===== SEITE
Long story short: Oscar, 16 Jahre, Graf von Ebersdorff und Moni, 53 Jahre, Großmutter mit mehreren Jobs, lernen sich beim Mathe-Studium kennen. Die Geschichte wird ausschließlich aus Oscars Sichtweise erzählt, sodass von Anfang an klar ist, dass Moni für ihn hier völlig fehl am Platze ist. Aus der anfänglichen Skepsis entwickelt sich dann allerdings schnell eine Freundschaft.

Es gibt sicherlich viele Ebenen, auf denen man die Charakterentwicklung Oscars beurteilen kann. Ich habe mal wieder die feministische Brille auf und damit sieht man vor allem eines: Dass Oscar als 16-jähriger upper class Angehöriger, das Gedankengut und Machtstreben der weißen Männer und patriarchale Strukturen im 21. Jahrhundert (und leider wahrscheinlich darüber hinaus) aufrecht hält. Er kommt gar nicht auf den Gedanken, dass Moni ein Mathematik-Studium wuppen kann, nur weil sie drei Enkel, drei Jobs, eine Püppi und einen Pit hat. Dass sie ihn, Oscar, defacto locker in die Tasche stecken kann. Während Oscar nun innerhalb der Geschichte eine soziale Entwicklung durchläuft, bleibt diese Frage bis zuletzt bestehen: Werden privilegierte Männer jemals einsehen, dass Frauen ihnen in jeder Hinsicht gleichrangig sind?
==========
__SCHRIFTLICHE AUFGABEN__.
**1)** Wie alt ist Moni laut dem Text über Oscar und Moni?
**2)** Schreibe den Text über Oscar und Moni nach seinem letzten Satz weiter.
===== BEREITGESTELLTE EINTRÄGE
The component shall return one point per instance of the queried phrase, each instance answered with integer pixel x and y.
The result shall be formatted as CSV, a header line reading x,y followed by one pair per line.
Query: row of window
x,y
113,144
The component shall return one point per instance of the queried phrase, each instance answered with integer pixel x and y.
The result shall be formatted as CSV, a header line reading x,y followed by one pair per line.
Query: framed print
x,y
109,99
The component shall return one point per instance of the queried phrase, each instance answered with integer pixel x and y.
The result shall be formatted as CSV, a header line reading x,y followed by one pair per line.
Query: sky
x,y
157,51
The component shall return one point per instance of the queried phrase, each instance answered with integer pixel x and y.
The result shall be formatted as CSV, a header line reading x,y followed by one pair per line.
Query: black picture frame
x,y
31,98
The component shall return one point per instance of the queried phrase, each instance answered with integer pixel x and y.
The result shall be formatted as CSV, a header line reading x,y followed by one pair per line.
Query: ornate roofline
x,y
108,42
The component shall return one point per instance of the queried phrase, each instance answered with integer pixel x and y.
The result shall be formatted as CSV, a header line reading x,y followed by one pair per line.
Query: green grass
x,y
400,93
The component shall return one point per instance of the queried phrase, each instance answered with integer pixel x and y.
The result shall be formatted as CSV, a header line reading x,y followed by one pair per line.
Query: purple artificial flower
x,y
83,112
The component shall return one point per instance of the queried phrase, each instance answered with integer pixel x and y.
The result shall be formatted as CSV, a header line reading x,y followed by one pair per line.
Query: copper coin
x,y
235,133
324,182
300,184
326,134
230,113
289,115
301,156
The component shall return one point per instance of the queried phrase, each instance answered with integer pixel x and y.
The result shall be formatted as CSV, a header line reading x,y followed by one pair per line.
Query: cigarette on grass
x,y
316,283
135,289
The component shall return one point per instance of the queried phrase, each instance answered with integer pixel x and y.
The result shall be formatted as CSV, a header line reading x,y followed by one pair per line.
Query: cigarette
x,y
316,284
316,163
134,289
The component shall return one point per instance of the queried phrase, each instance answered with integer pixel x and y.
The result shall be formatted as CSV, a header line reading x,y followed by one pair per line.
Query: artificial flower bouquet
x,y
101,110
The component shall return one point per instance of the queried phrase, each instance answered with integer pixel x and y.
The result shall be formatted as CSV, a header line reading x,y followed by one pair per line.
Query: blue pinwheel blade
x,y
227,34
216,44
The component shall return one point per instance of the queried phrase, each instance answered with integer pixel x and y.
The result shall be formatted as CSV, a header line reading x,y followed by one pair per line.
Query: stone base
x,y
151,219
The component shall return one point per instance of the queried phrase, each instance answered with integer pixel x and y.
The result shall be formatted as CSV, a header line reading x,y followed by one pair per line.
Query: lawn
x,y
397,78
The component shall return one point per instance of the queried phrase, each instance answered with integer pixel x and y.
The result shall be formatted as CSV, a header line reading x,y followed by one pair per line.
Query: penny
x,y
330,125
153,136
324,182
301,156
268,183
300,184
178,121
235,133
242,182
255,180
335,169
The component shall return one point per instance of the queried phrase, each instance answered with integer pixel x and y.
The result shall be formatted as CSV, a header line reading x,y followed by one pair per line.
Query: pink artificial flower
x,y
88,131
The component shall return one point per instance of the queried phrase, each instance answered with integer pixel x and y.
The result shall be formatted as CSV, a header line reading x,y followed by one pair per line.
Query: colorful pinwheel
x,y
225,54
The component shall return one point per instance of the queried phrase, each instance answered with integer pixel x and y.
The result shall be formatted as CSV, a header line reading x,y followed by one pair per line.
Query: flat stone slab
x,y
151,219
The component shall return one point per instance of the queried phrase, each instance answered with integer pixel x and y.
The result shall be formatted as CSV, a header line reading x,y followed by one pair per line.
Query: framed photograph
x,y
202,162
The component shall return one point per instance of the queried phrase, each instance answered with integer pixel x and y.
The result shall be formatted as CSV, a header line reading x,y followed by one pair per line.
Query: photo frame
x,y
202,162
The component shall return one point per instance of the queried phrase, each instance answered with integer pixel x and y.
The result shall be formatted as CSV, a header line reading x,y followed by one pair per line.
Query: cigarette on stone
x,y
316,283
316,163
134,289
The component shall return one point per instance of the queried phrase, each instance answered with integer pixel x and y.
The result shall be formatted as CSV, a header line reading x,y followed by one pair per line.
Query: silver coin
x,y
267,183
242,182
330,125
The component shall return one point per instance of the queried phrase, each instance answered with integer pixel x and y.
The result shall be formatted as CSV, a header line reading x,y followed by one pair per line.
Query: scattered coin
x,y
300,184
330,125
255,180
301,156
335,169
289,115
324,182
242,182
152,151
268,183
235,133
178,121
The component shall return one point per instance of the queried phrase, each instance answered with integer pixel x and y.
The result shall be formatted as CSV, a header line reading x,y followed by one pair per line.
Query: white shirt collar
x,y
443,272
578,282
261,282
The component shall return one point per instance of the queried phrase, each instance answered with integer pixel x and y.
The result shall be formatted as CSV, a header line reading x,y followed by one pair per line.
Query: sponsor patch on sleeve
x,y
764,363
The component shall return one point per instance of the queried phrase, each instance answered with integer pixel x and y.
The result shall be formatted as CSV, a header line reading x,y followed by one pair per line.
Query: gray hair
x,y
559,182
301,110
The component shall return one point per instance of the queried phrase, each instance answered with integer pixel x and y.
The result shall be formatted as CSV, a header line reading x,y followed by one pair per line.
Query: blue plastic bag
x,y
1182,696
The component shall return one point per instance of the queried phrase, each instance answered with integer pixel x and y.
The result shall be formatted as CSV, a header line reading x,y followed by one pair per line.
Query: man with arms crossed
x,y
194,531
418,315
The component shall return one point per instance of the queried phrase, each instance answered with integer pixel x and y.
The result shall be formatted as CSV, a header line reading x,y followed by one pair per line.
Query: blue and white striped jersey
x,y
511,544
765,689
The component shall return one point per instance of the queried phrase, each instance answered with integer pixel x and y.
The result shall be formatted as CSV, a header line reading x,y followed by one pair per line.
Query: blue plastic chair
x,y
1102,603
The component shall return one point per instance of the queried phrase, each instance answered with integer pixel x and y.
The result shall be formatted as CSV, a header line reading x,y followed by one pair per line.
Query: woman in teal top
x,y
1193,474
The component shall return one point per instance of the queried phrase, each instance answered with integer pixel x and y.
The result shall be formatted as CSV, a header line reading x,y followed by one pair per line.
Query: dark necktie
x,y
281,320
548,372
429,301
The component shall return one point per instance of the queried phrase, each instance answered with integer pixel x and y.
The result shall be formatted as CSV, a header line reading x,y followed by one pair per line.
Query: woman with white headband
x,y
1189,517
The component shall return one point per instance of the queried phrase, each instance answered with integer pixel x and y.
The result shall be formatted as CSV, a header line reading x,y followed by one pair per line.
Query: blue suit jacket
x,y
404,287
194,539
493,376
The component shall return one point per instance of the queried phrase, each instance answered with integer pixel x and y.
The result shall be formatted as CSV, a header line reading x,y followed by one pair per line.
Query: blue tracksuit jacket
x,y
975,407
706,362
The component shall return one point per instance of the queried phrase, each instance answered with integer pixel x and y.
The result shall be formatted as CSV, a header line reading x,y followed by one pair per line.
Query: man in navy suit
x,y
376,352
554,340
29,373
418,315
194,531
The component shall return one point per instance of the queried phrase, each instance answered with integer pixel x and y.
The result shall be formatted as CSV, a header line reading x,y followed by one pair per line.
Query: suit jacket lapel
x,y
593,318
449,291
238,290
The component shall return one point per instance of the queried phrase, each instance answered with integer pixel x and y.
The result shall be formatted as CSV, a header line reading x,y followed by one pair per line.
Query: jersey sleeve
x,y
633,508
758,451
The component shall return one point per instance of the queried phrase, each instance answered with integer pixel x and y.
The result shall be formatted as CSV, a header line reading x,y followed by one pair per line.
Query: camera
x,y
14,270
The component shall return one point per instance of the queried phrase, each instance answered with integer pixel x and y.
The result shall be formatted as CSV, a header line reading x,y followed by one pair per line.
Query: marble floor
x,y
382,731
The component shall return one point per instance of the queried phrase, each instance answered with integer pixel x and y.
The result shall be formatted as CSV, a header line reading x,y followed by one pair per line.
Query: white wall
==========
__ANTWORTEN__.
**1)** 53 Jahre.

**2)**
Ich glaube ich muss nach diesem Plädoyer gar nicht extra erwähnen, dass Moni hingegen mein Herz von Anfang an erobert hat. Ihr musst du nicht erklären wie das Leben funktioniert (okay, vielleicht wie man die Mensa-Karte auflädt) und trotz ihres wahnsinnig anstrengenden Lebens hat sie gute Laune, ein offenes Ohr und ein Händchen fürs Zwischenmenschliche.

Der Schluss kam mir persönlich etwas zu plötzlich und lässt einige Fragen offen. Ich hätte mir hier eine stärkere Positionierung Oscars gewünscht, die seine Entwicklung abgeschlossen hätte. So bliebt wieder einmal die große Frage wo wir Frauen zur heutigen Zeit in den MINT Bereichen (naja, eigentlich auch nicht nur da) stehen. Das Buch schafft es aber mit Witz und Leichtigkeit eine nicht erwartete Tiefe zu schaffen, was mir sehr gut gefallen hat. Klare Leseempfehlung!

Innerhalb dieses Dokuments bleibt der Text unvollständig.